Studio album by Fairport Convention
- Released: January 2020
- Recorded: October 2019
- Studios: Woodworm Studios, Barford St. Michael, Oxfordshire
- Genre: British folk rock
- Length: 52:38
- Label: Matty Grooves
- Producers: John Gale; Fairport Convention;

Fairport Convention chronology
| 50:50@50 (2017) | Shuffle and Go (2020) |  |

= Shuffle and Go =

Shuffle and Go is the twenty-ninth studio album by British folk rock band Fairport Convention, released in January 2020. It was their last to feature drummer Gerry Conway who left the group in 2022.

==Recording and release==
Recording for the album took place at Woodworm Studios in October 2019. The album was released via the band's website in time for their winter tour which began in January 2020, where the album was available to buy from the merchandise table at every show. The album then got an official release on 28 February 2020 from all other retailers and platforms.

• Record set:
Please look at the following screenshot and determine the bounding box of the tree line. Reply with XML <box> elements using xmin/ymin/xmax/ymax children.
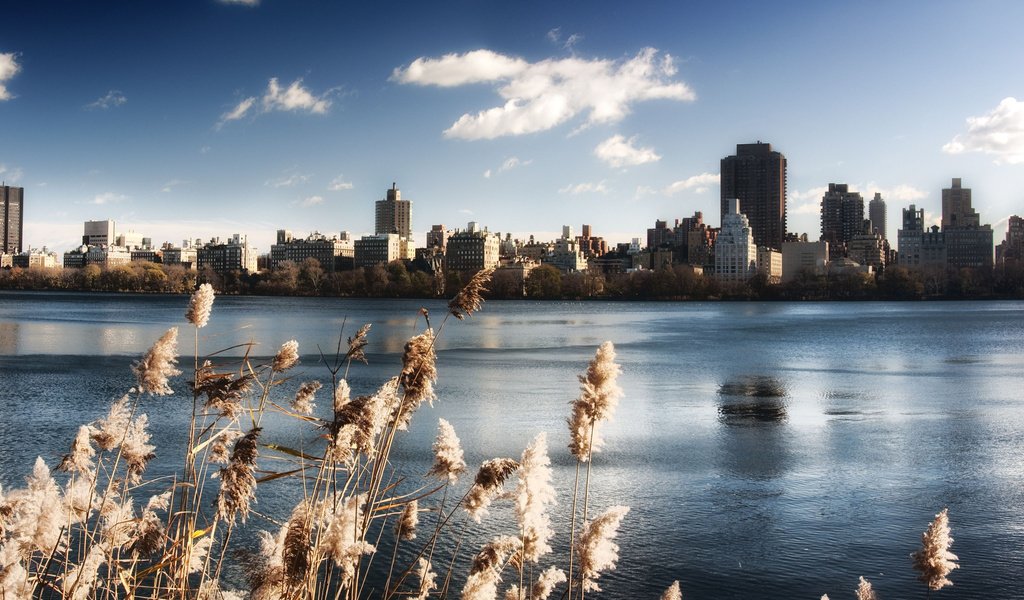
<box><xmin>0</xmin><ymin>258</ymin><xmax>1024</xmax><ymax>300</ymax></box>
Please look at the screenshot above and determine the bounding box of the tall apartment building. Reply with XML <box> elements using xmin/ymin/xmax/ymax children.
<box><xmin>867</xmin><ymin>191</ymin><xmax>889</xmax><ymax>240</ymax></box>
<box><xmin>0</xmin><ymin>184</ymin><xmax>25</xmax><ymax>254</ymax></box>
<box><xmin>715</xmin><ymin>199</ymin><xmax>758</xmax><ymax>283</ymax></box>
<box><xmin>995</xmin><ymin>215</ymin><xmax>1024</xmax><ymax>264</ymax></box>
<box><xmin>942</xmin><ymin>177</ymin><xmax>992</xmax><ymax>267</ymax></box>
<box><xmin>444</xmin><ymin>222</ymin><xmax>501</xmax><ymax>272</ymax></box>
<box><xmin>821</xmin><ymin>183</ymin><xmax>864</xmax><ymax>260</ymax></box>
<box><xmin>721</xmin><ymin>141</ymin><xmax>786</xmax><ymax>250</ymax></box>
<box><xmin>374</xmin><ymin>183</ymin><xmax>413</xmax><ymax>240</ymax></box>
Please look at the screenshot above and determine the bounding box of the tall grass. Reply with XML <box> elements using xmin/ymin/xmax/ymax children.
<box><xmin>0</xmin><ymin>271</ymin><xmax>955</xmax><ymax>600</ymax></box>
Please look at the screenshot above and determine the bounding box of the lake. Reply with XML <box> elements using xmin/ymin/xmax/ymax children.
<box><xmin>0</xmin><ymin>293</ymin><xmax>1024</xmax><ymax>600</ymax></box>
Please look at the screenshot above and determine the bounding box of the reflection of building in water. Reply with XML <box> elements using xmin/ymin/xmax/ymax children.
<box><xmin>0</xmin><ymin>323</ymin><xmax>18</xmax><ymax>356</ymax></box>
<box><xmin>718</xmin><ymin>376</ymin><xmax>793</xmax><ymax>479</ymax></box>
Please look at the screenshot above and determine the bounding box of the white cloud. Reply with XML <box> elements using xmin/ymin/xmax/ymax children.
<box><xmin>263</xmin><ymin>173</ymin><xmax>309</xmax><ymax>187</ymax></box>
<box><xmin>942</xmin><ymin>97</ymin><xmax>1024</xmax><ymax>165</ymax></box>
<box><xmin>665</xmin><ymin>173</ymin><xmax>721</xmax><ymax>195</ymax></box>
<box><xmin>86</xmin><ymin>191</ymin><xmax>128</xmax><ymax>206</ymax></box>
<box><xmin>391</xmin><ymin>48</ymin><xmax>696</xmax><ymax>139</ymax></box>
<box><xmin>558</xmin><ymin>181</ymin><xmax>608</xmax><ymax>196</ymax></box>
<box><xmin>0</xmin><ymin>165</ymin><xmax>25</xmax><ymax>183</ymax></box>
<box><xmin>85</xmin><ymin>89</ymin><xmax>128</xmax><ymax>111</ymax></box>
<box><xmin>217</xmin><ymin>77</ymin><xmax>335</xmax><ymax>128</ymax></box>
<box><xmin>0</xmin><ymin>52</ymin><xmax>22</xmax><ymax>101</ymax></box>
<box><xmin>594</xmin><ymin>135</ymin><xmax>662</xmax><ymax>167</ymax></box>
<box><xmin>327</xmin><ymin>175</ymin><xmax>354</xmax><ymax>191</ymax></box>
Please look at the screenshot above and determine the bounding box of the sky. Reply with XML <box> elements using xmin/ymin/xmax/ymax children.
<box><xmin>0</xmin><ymin>0</ymin><xmax>1024</xmax><ymax>252</ymax></box>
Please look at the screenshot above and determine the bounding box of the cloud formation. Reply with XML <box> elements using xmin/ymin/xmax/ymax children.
<box><xmin>0</xmin><ymin>52</ymin><xmax>22</xmax><ymax>101</ymax></box>
<box><xmin>217</xmin><ymin>77</ymin><xmax>334</xmax><ymax>127</ymax></box>
<box><xmin>483</xmin><ymin>157</ymin><xmax>534</xmax><ymax>178</ymax></box>
<box><xmin>391</xmin><ymin>48</ymin><xmax>696</xmax><ymax>139</ymax></box>
<box><xmin>558</xmin><ymin>181</ymin><xmax>608</xmax><ymax>196</ymax></box>
<box><xmin>942</xmin><ymin>97</ymin><xmax>1024</xmax><ymax>165</ymax></box>
<box><xmin>594</xmin><ymin>135</ymin><xmax>662</xmax><ymax>167</ymax></box>
<box><xmin>85</xmin><ymin>89</ymin><xmax>128</xmax><ymax>111</ymax></box>
<box><xmin>665</xmin><ymin>173</ymin><xmax>721</xmax><ymax>195</ymax></box>
<box><xmin>327</xmin><ymin>175</ymin><xmax>354</xmax><ymax>191</ymax></box>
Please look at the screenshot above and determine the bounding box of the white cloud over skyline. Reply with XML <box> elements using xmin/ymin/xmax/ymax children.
<box><xmin>0</xmin><ymin>52</ymin><xmax>22</xmax><ymax>101</ymax></box>
<box><xmin>942</xmin><ymin>97</ymin><xmax>1024</xmax><ymax>165</ymax></box>
<box><xmin>217</xmin><ymin>77</ymin><xmax>334</xmax><ymax>128</ymax></box>
<box><xmin>391</xmin><ymin>48</ymin><xmax>696</xmax><ymax>140</ymax></box>
<box><xmin>85</xmin><ymin>89</ymin><xmax>128</xmax><ymax>111</ymax></box>
<box><xmin>665</xmin><ymin>173</ymin><xmax>721</xmax><ymax>196</ymax></box>
<box><xmin>594</xmin><ymin>134</ymin><xmax>662</xmax><ymax>167</ymax></box>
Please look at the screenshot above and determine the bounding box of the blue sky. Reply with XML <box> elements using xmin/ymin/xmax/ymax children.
<box><xmin>0</xmin><ymin>0</ymin><xmax>1024</xmax><ymax>251</ymax></box>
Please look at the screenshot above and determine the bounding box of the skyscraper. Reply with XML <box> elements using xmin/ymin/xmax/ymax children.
<box><xmin>821</xmin><ymin>183</ymin><xmax>864</xmax><ymax>260</ymax></box>
<box><xmin>942</xmin><ymin>177</ymin><xmax>992</xmax><ymax>267</ymax></box>
<box><xmin>721</xmin><ymin>141</ymin><xmax>786</xmax><ymax>250</ymax></box>
<box><xmin>374</xmin><ymin>183</ymin><xmax>413</xmax><ymax>240</ymax></box>
<box><xmin>867</xmin><ymin>191</ymin><xmax>889</xmax><ymax>240</ymax></box>
<box><xmin>0</xmin><ymin>184</ymin><xmax>25</xmax><ymax>254</ymax></box>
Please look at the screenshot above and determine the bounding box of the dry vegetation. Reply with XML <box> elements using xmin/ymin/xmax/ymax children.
<box><xmin>0</xmin><ymin>271</ymin><xmax>956</xmax><ymax>600</ymax></box>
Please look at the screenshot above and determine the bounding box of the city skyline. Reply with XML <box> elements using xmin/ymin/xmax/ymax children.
<box><xmin>0</xmin><ymin>0</ymin><xmax>1024</xmax><ymax>252</ymax></box>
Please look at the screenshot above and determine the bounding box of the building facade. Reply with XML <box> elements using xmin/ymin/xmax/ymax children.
<box><xmin>821</xmin><ymin>183</ymin><xmax>864</xmax><ymax>260</ymax></box>
<box><xmin>715</xmin><ymin>199</ymin><xmax>758</xmax><ymax>283</ymax></box>
<box><xmin>374</xmin><ymin>183</ymin><xmax>413</xmax><ymax>240</ymax></box>
<box><xmin>721</xmin><ymin>141</ymin><xmax>786</xmax><ymax>250</ymax></box>
<box><xmin>0</xmin><ymin>184</ymin><xmax>25</xmax><ymax>254</ymax></box>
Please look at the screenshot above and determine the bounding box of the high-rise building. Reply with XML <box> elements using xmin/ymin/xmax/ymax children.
<box><xmin>374</xmin><ymin>183</ymin><xmax>413</xmax><ymax>240</ymax></box>
<box><xmin>715</xmin><ymin>199</ymin><xmax>758</xmax><ymax>283</ymax></box>
<box><xmin>721</xmin><ymin>141</ymin><xmax>786</xmax><ymax>250</ymax></box>
<box><xmin>821</xmin><ymin>183</ymin><xmax>864</xmax><ymax>260</ymax></box>
<box><xmin>0</xmin><ymin>184</ymin><xmax>25</xmax><ymax>254</ymax></box>
<box><xmin>942</xmin><ymin>177</ymin><xmax>992</xmax><ymax>267</ymax></box>
<box><xmin>867</xmin><ymin>191</ymin><xmax>889</xmax><ymax>240</ymax></box>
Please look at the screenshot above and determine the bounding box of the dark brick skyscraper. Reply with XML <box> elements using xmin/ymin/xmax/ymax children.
<box><xmin>0</xmin><ymin>184</ymin><xmax>25</xmax><ymax>254</ymax></box>
<box><xmin>721</xmin><ymin>141</ymin><xmax>785</xmax><ymax>250</ymax></box>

• Requests:
- A) According to the album article, on what date did Shuffle and Go receive its official release from all other retailers and platforms?
- B) Set down the passage of the album article starting at "Fairport Convention chronology" and ending at "group in 2022.".
Rely solely on the album article for what follows.

• Solutions:
- A) 28 February 2020

- B)
Fairport Convention chronology
| 50:50@50 (2017) | Shuffle and Go (2020) |  |

= Shuffle and Go =

Shuffle and Go is the twenty-ninth studio album by British folk rock band Fairport Convention, released in January 2020. It was their last to feature drummer Gerry Conway who left the group in 2022.